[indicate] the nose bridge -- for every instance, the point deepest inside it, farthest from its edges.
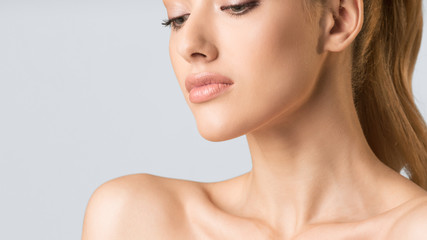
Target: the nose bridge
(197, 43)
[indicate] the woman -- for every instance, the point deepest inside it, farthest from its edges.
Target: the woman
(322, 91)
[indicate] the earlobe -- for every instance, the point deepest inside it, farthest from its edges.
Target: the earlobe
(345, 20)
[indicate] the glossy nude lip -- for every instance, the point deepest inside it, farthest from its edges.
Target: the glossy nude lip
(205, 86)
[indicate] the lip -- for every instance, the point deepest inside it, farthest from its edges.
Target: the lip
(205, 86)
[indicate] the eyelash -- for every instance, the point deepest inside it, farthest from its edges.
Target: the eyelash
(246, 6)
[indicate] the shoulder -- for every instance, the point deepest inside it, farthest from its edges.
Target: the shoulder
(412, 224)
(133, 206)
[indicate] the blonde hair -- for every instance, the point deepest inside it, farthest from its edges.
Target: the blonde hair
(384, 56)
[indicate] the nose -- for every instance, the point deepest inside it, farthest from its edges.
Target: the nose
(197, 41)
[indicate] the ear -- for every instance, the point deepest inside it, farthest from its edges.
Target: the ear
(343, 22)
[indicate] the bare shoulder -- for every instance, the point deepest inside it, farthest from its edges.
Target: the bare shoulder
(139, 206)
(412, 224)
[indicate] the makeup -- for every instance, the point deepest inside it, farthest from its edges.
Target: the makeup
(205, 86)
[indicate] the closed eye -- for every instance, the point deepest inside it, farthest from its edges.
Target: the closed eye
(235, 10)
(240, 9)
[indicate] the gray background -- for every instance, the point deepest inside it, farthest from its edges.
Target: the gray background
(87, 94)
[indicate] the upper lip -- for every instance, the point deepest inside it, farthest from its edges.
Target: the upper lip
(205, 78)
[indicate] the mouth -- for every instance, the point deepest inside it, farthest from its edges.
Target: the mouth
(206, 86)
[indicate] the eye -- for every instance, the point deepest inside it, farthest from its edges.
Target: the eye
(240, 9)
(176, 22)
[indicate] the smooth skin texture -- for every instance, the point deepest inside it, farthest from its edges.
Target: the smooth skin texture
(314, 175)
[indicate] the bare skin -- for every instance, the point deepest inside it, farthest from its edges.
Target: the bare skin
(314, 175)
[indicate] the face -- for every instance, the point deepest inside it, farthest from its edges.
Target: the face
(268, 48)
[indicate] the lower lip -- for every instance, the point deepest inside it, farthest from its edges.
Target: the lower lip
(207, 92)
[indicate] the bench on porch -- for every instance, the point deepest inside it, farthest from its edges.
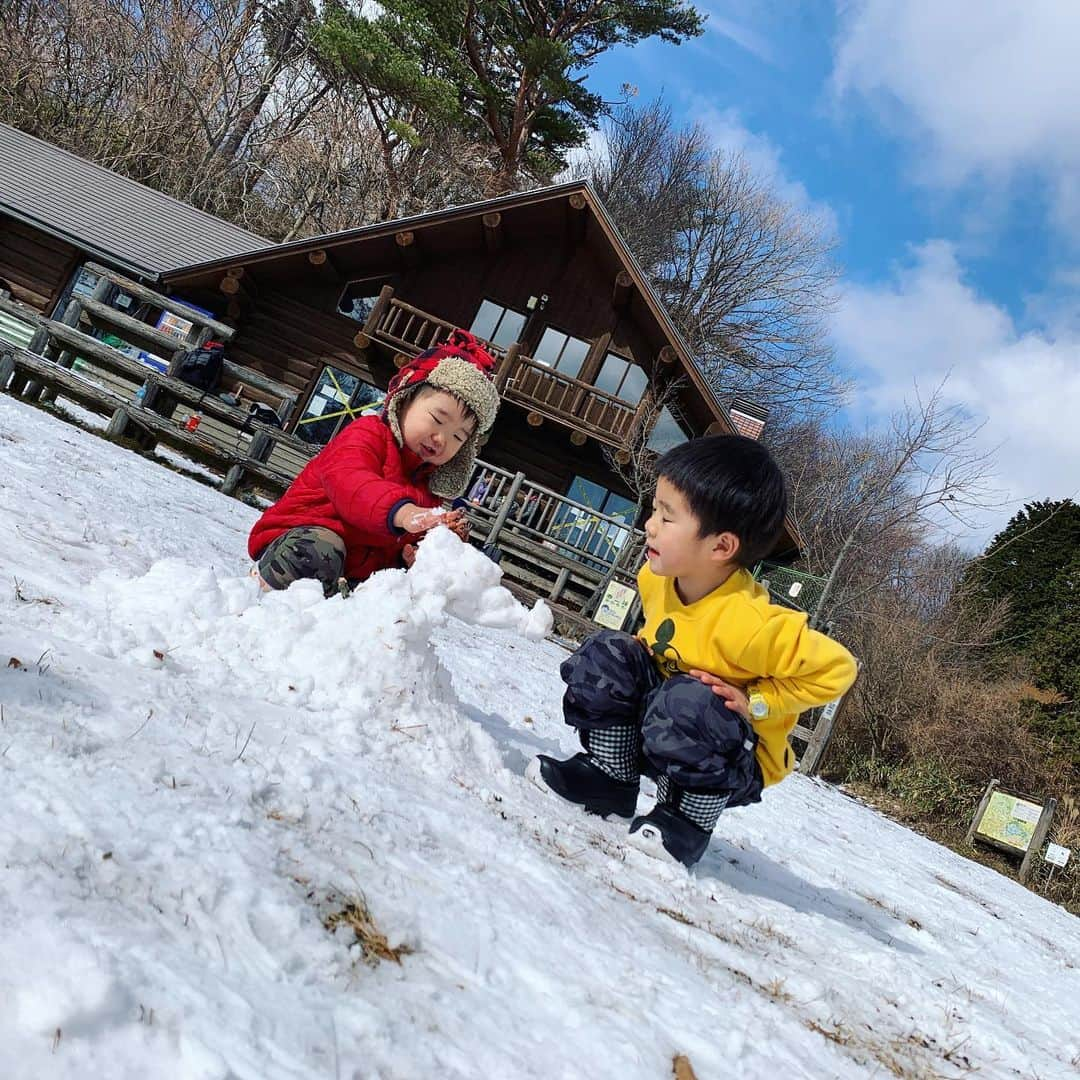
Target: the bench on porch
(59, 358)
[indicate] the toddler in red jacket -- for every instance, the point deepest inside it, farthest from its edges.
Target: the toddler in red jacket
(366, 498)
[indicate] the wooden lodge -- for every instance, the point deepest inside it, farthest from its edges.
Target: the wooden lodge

**Task instructions:**
Quote the listing above in full, except for the pictures.

**Exercise response:**
[indicate] the nose bridge -- for every instance, the point deepest inside it, farthest from its edges.
Target: the nose bridge
(197, 43)
[indicate] the woman -- for every instance, the point deepest inside it, farthest from its edges.
Target: the woman
(322, 91)
[indicate] the earlobe -- for every instance, the point deepest inside it, farthest from its edges.
Target: the earlobe
(345, 20)
[indicate] the glossy nude lip -- for every instance, the point deepest inside it, farthest from its edges.
Target: the glossy nude lip
(205, 86)
[indicate] the lip -- for every instance, the point deepest inside it, farthest from its edges.
Target: the lip
(205, 86)
[indicate] the eyelash -- for every instance, the point deepest inside it, farthest from its edges.
Target: the eyelash
(246, 6)
[indicate] the shoulder -- for every instance, the point deepest inside it, farthest from its edges.
Target: the shoulder
(412, 224)
(133, 206)
[indicate] the blonde hair -- for every instance, the point deepest inside it, farthest from its edges.
Target: the blonde hair
(384, 56)
[indicate] the nose -- for every instance, the point deepest inside it, farthest from its edges.
Target: the nose
(197, 41)
[indicate] the ear -- for every instance, the point deepest inside it, farthest from its edges.
Target: the ear
(343, 22)
[indicate] the bare shoulder -- for every instance, the point deepest inside it, farthest from its edges.
Target: the bare shoulder
(139, 206)
(412, 224)
[indicate] the makeup -- for every instance, the point deepest inside it, farthest from its edges.
Target: the makeup
(205, 86)
[indicate] the closed eye -- for every instance, the point deepest inside it, farthest from its edges.
Target: the closed eye
(235, 10)
(240, 9)
[indicate] the gray background -- for every instance, the point deepest inside it, farthest from its edges.
Target: the gray background
(87, 94)
[indicate] the upper lip -- for every instance, the point deepest inside it, farthest from its edges.
Target: the upper lip
(205, 78)
[indicate] the mouth -- for every instance, the point deepest inside it, farthest from its edges.
Target: the mouth
(206, 86)
[indicate] the eye -- for every instance, the point deepest inside it, farthest from its edges.
Target: the eye
(240, 9)
(176, 22)
[indicate] the smooth skin texture -- for every instance, the point deepest inside it, farthest from its edges.
Target: the smooth skin texture
(314, 175)
[indicate] the bare skin -- for every instance, the point deepest inside it, farthest from its edges.
Target: the bare skin
(314, 175)
[indicate] the face -- for every instance, the point deepest inside it, farthest from its edges.
Target: the face
(268, 48)
[indicate] the lower lip -- for every instance, the point deepest inside it, farthest from its edges.
Target: the lower lip
(207, 92)
[indicate] the bench on porch -- for every instance, the point deepest inside it, farthest from its edges.
Target: the bench on porch
(59, 358)
[indicate] the toddler in red jacket -- for every instance, the point deepest inside it, farthest from its edges.
Target: the toddler in red jacket
(366, 498)
[indicate] the wooden lodge -- for every instance, the point deepest inside it, farthest from its edges.
Target: the wooden lodge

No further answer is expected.